Could you give the data below again, exactly and completely?

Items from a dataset
┄┄┄┄┄┄

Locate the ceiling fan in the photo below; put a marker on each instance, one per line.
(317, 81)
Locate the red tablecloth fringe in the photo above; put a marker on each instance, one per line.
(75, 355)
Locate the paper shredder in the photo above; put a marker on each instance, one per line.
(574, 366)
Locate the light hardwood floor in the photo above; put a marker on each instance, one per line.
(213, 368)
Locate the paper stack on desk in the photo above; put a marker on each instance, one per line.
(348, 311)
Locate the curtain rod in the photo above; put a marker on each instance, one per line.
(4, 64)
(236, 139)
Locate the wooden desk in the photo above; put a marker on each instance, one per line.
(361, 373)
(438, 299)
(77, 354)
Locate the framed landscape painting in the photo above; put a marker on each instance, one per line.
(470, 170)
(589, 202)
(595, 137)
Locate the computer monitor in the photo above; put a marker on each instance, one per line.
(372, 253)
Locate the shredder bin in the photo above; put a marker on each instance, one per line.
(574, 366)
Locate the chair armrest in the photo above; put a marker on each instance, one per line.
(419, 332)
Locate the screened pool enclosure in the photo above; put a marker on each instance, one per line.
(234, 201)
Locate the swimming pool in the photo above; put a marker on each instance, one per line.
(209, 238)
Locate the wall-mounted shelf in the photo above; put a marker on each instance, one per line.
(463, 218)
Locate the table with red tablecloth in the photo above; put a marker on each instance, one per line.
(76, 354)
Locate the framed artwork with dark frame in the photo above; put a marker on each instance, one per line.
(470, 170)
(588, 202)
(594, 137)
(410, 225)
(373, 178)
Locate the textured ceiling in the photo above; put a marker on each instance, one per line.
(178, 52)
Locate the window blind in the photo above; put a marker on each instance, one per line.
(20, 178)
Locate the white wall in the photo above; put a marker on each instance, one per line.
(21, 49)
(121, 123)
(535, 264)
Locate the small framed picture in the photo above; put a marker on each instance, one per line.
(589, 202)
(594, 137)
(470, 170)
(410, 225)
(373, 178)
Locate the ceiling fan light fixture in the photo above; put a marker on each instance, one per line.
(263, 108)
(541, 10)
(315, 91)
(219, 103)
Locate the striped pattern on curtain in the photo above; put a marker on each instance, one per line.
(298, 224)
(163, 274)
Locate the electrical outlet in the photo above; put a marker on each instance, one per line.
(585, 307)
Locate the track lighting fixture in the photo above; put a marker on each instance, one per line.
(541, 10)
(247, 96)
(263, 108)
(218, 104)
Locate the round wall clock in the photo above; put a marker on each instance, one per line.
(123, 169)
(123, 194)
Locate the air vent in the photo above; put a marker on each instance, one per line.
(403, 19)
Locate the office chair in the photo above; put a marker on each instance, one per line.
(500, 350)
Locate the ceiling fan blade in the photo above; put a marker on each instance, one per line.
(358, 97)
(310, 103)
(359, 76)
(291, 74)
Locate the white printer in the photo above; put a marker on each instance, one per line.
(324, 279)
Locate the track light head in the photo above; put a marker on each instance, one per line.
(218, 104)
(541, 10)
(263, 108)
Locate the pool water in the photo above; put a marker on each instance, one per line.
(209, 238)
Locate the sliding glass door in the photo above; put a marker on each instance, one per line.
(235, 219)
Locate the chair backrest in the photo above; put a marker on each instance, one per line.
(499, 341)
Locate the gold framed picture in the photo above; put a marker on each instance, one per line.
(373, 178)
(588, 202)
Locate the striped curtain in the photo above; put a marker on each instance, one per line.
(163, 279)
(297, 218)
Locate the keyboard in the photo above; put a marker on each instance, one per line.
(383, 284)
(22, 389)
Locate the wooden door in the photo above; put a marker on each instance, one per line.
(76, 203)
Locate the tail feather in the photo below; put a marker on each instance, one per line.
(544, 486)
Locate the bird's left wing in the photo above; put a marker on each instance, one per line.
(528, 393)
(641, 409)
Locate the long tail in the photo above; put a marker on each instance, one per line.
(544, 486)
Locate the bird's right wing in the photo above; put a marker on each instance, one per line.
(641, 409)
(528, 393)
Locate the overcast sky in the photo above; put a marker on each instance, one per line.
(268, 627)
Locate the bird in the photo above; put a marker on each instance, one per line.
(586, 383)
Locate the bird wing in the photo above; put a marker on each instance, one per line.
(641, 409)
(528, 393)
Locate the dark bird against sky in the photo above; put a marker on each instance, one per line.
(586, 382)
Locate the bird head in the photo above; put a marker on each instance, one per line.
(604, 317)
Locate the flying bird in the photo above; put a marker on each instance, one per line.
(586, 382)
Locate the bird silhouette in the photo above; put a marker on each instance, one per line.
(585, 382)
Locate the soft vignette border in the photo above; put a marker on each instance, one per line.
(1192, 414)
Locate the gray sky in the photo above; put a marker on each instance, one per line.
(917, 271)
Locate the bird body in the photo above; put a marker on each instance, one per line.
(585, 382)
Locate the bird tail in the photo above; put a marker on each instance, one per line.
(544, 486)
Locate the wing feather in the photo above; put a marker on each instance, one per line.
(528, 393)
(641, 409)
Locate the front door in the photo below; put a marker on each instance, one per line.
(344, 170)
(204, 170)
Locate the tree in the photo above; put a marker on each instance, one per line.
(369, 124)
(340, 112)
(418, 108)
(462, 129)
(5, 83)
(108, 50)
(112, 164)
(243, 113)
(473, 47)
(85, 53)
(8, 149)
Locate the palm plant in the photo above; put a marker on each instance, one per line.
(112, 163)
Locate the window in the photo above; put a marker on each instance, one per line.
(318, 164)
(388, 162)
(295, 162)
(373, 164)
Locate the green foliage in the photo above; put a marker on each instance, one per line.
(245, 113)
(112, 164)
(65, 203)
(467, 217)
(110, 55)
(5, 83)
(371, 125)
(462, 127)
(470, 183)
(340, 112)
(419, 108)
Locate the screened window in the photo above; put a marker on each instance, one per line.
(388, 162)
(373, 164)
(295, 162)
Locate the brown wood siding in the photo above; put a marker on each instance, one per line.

┄┄┄┄┄┄

**Task result:**
Locate the ceiling fan in the photo below; put a marker on each instance, one per line.
(317, 81)
Locate the red tablecloth fringe in the photo above; put a marker on each instance, one per line.
(75, 355)
Locate the paper shredder in the photo above; put a marker on each instance, one per line.
(574, 366)
Locate the light hardwood floor in the photo above; put a marker on each instance, one per line.
(213, 368)
Locate the paper stack on desk in the photo above; put a marker on each instance, one per line.
(348, 311)
Locate the curtain rod in the photo above; put a marker on each instance, one per line.
(4, 64)
(236, 139)
Locate the wooden desk in the photo above; put a marker on each instance, one per line.
(361, 373)
(438, 299)
(77, 354)
Locate the framed landscape painting in the photo above; put a marker on each instance, one per line.
(470, 170)
(589, 202)
(595, 137)
Locate the computer monitor in the photo above; put a marker on each instance, one per line.
(372, 253)
Locate the shredder bin in the photo above; put a marker on each instance, one per line.
(574, 366)
Locate the chair armrest in the photo above; put a marker on each instance, one per line.
(419, 332)
Locate the screened pool enclosure in the photo above; put a marker on each instance, one per line.
(234, 201)
Locate the swimming pool in the photo above; put a marker on each instance, one per line.
(209, 238)
Locate the wall-mounted shelf in the photo above; put a marker on each instance, one per line.
(463, 218)
Locate the table with red tablecloth in the photo above; put a marker on each instance, one per line.
(76, 354)
Locate the framed artwork with dark frame in the photo above; put a marker on each instance, one per line.
(470, 170)
(588, 202)
(594, 137)
(410, 225)
(373, 178)
Locate the textured ceiling in the photo above; put a marker on each instance, one per line.
(178, 52)
Locate the window blind in the photo above; put a marker on each instance, one per line.
(20, 178)
Locate the white wall in the photo above; put a marker on each instance, one per line.
(21, 49)
(121, 123)
(535, 264)
Locate the small framed picture in the photo above; put a marker on each instance, one per line.
(589, 202)
(594, 137)
(470, 170)
(410, 225)
(373, 178)
Locate the ceiling fan light fixture in the photo above; put a marker on each instance, one per line.
(263, 108)
(541, 10)
(315, 91)
(219, 103)
Locate the striped pattern on curtain in the photo above; put a marker on each instance, one per line.
(298, 224)
(163, 274)
Locate the electrical outlet in the photo above; put a marker on each instance, one per line.
(585, 307)
Locate the track lighting fixture in the photo above; put a marker on each instance, one per line.
(541, 10)
(247, 96)
(263, 108)
(218, 104)
Locate the round wall clock in the photo above; put a marker on each instance, one per line.
(123, 169)
(123, 194)
Locate the air vent in the photo above; put a marker on each instance, one per line.
(403, 19)
Locate the office chair in the photo above; put a marker on each instance, one per line.
(500, 350)
Locate the ceiling fan blade in the photo above; put a marker on each instance, one per line.
(358, 97)
(310, 103)
(359, 76)
(291, 74)
Locate the white printer in the photo above; put a marker on each instance, one per line.
(324, 279)
Locate the track light head in the photo above; put a marker on each instance, one per line.
(218, 104)
(541, 10)
(263, 108)
Locate the pool water in the photo above; put a marker on each instance, one per line.
(209, 238)
Locate the sliding glass door in the photo above; put a marker on each instance, one per line.
(235, 219)
Locate the chair backrest in the photo above; put a marker on each instance, one per line.
(499, 341)
Locate the gold framed picture in the photo above; put a marker on each instance, one per line.
(373, 178)
(588, 202)
Locate the striped curtain in the photo above; put a marker on each instance, one per line.
(163, 279)
(297, 218)
Locate the keyboard in the photo above; put a marker on each instance, one per line.
(383, 284)
(22, 389)
Locate the wooden door in the photo above; put a marker on each instance, one per line.
(76, 203)
Locate the tail feather in the photo below; put a marker on each instance, one per line.
(544, 486)
Locate the bird's left wing in the photo above; put a marker on each instance, one per line.
(528, 393)
(641, 409)
Locate the long tail in the photo above; put a marker on each instance, one per line.
(544, 486)
Locate the bird's right wing in the photo above; put a marker on each instance, one per line.
(641, 409)
(528, 393)
Locate the overcast sky in the photo above; put a marker on each instance, one per line.
(268, 627)
Locate the bird in the photo above; put a marker on each instance, one per line.
(586, 383)
Locate the bird wing in the photo above; put a marker on each instance, one per line.
(641, 409)
(528, 393)
Locate the dark bird against sky in the photo above; put a marker on each instance, one per line.
(586, 382)
Locate the bird head in the photo above; put a marker on each instance, one per line.
(604, 317)
Locate the flying bird in the photo above; put a marker on each instance, one per line.
(586, 382)
Locate the bird silhouette in the photo above; put a marker on each instance, one per line.
(585, 382)
Locate the soft vignette border in the photo above; put a marker on each instance, one per line.
(1192, 414)
Locate the gray sky in the photo above; put a marker on each instance, one per line.
(917, 271)
Locate the bird body in the photo above; put a marker on each instance, one per line.
(585, 382)
Locate the bird tail in the photo above; put a marker on each instance, one per line.
(544, 486)
Locate the wing feather in the photo above; put a marker on each instance, one per line.
(528, 393)
(641, 409)
Locate the front door in the photo below; put a marker on each instance, one per line.
(344, 170)
(204, 170)
Locate the tree in the photo above; put a marker on each instance, one per line.
(369, 124)
(340, 112)
(418, 108)
(462, 129)
(5, 83)
(108, 50)
(112, 164)
(243, 113)
(473, 47)
(85, 53)
(8, 149)
Locate the palm plant in the photo above; put a marker on each instance, one per line.
(112, 163)
Locate the window in the photo above; put a marker on each instance, one per line.
(318, 164)
(388, 162)
(295, 162)
(373, 164)
Locate the green foliage in the photo above; put a marker on each instance, one per line.
(245, 113)
(112, 164)
(65, 203)
(467, 217)
(110, 55)
(5, 83)
(371, 125)
(462, 127)
(470, 183)
(340, 112)
(419, 108)
Locate the screened window in the photo above; put a marker on each instance, one per line.
(388, 162)
(373, 164)
(295, 162)
Locate the brown wood siding in the photo above; put a marker on each instance, one per line.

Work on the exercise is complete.